> _BRANO FORNITO_
· · · ·
Nella sua Relazione (databile tra il giugno e il luglio 1944), Emilio (Sergio Marturano, uno dei responsabili della federazione del Pci di Bergamo) sulla situazione delle fabbriche della città e della provincia, scrive che “Le condizioni di vita dei lavoratori sono, specie in città, peggiori che altrove e vanno progressivamente peggiorando perché all'accrescersi dei prezzi dei principali generi alimentari non fa riscontro nessun miglioramento salariale.”
La ripresa dopo la Liberazione
La storia sindacale bergamasca degli anni che vanno dalla ricostruzione all’autunno caldo non può prescindere da alcuni dei punti indicati da Ferruccio Ricciardi nel suo studio sulla Fiom locale (3), in particolare:
“1. L’anomalia di una Camera del lavoro dominata, in origine, dalla corrente cattolica e in seguito condizionata dall’antagonismo conflittuale tra socialisti e comunisti, con l’effetto, tra i tanti, di incanalare l’attività sindacale su linee improntate alla moderazione rivendicativa e all’uso ponderato del conflitto […]
2. L’influenza delle organizzazioni ecclesiastiche di base e, in generale, della cultura cattolica nei confronti del mondo del lavoro provinciale che si concretizzò, subito dopo la scissione del 1948, nell’attivazione di una sindacato ‘antagonista’ radicato specialmente in alcuni strati sociali e professionali (tessili, agrari, donne), beneficiario di una vasta rete di solidarietà e appoggi non solo di natura politica e, per certi versi, dotato di un buon dinamismo nell’ambito dell’iniziativa sia rivendicativa che negoziale […]
6. L’applicazione di una struttura del salario in genere calibrata sui livelli più bassi che, da un lato, incentivava fenomeni quali l’emigrazione e il largo ricorso al lavoro straordinario e, dall’altro, dava luogo a una dinamica contrattuale più mossa a livello aziendale, tale da mettere periodicamente in discussione la prassi del centralismo contrattuale”.
· · · ·
> _DATI DI PARTENZA_
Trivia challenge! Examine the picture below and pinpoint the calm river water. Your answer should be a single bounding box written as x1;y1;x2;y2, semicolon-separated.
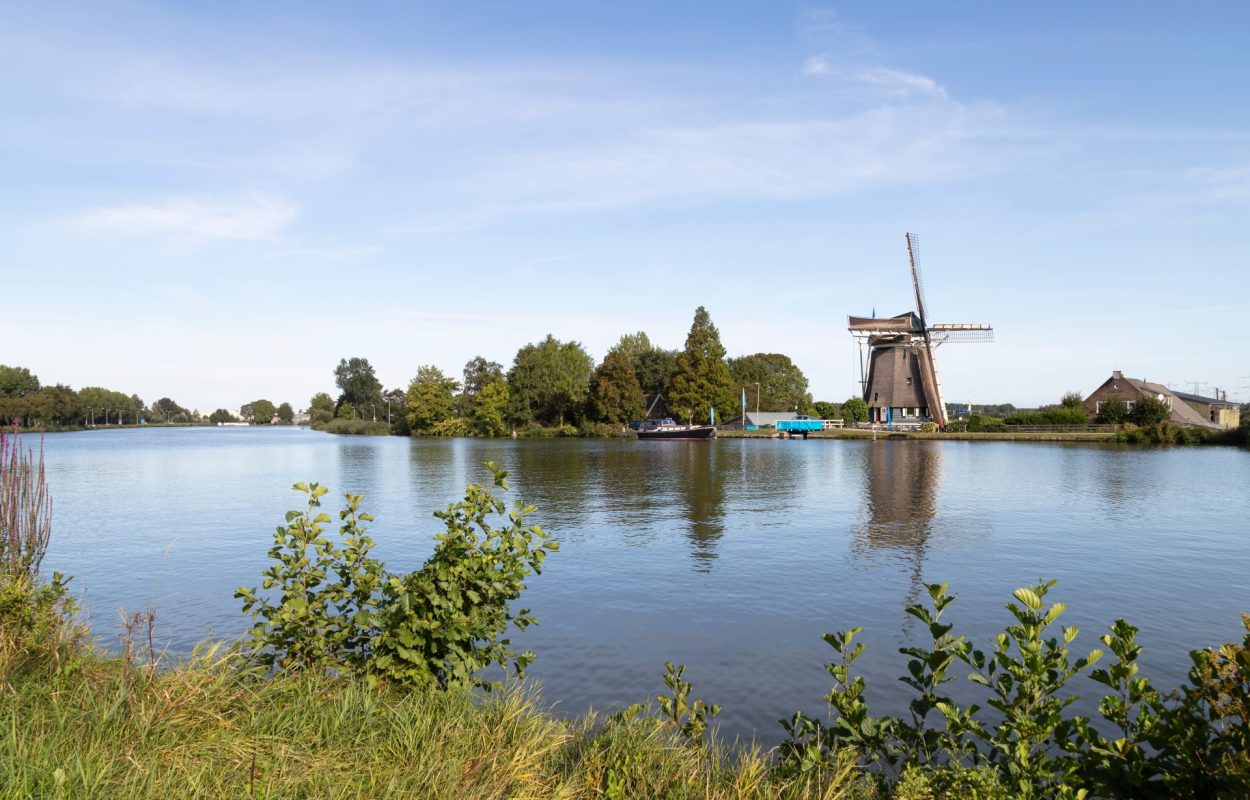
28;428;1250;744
· · · ·
> _CONSEGNA_
Scrivi, per favore, il seguito del brano sulla storia sindacale bergamasca. I dati non hanno alcun legame con il brano sulla storia sindacale bergamasca.

> _SOLUZIONE_
La Camera del lavoro di Bergamo riprende a lavorare già nei giorni dell'insurrezione e dopo lo sciopero generale decretato dal Comitato di agitazione sindacale il 27 aprile, organizza il Primo Maggio 1945, festeggiando con la riconquista della libertà la giornata dei lavoratori, soppressa dal regime e rivendicando contemporaneamente l'urgente necessità di riprendere le lotte a difesa dei diritti dei lavoratori. Ma, come scrive Maria Grazia Meriggi, “i ben noti problemi e ben note difficoltà di mettere in connessione la ricostruzione del sindacato alla periferia, con la trasformazione del Cln aziendali in veri organismi rivendicativa aderenti all’organizzazione del lavoro e l’altrettanto importante, ma non sempre coerente, ricostruzione di una direziona nazionale confederale, sono evidentissimi anche a Bergamo (4)”. L’organizzazione sindacale unitaria si trova a dover gestire una situazione estremamente critica. “Una delle rivendicazioni che le masse sentono molto è la questione salariale, perché con le paghe attuali, e coi prezzi dei viveri, e con le molte insufficienti distribuzioni di generi tesserati la classe lavoratrice soffre la fame”: così nella Relazione sull’attività svolta dal Comitato di agitazione sindacale dell’aprile del 1945.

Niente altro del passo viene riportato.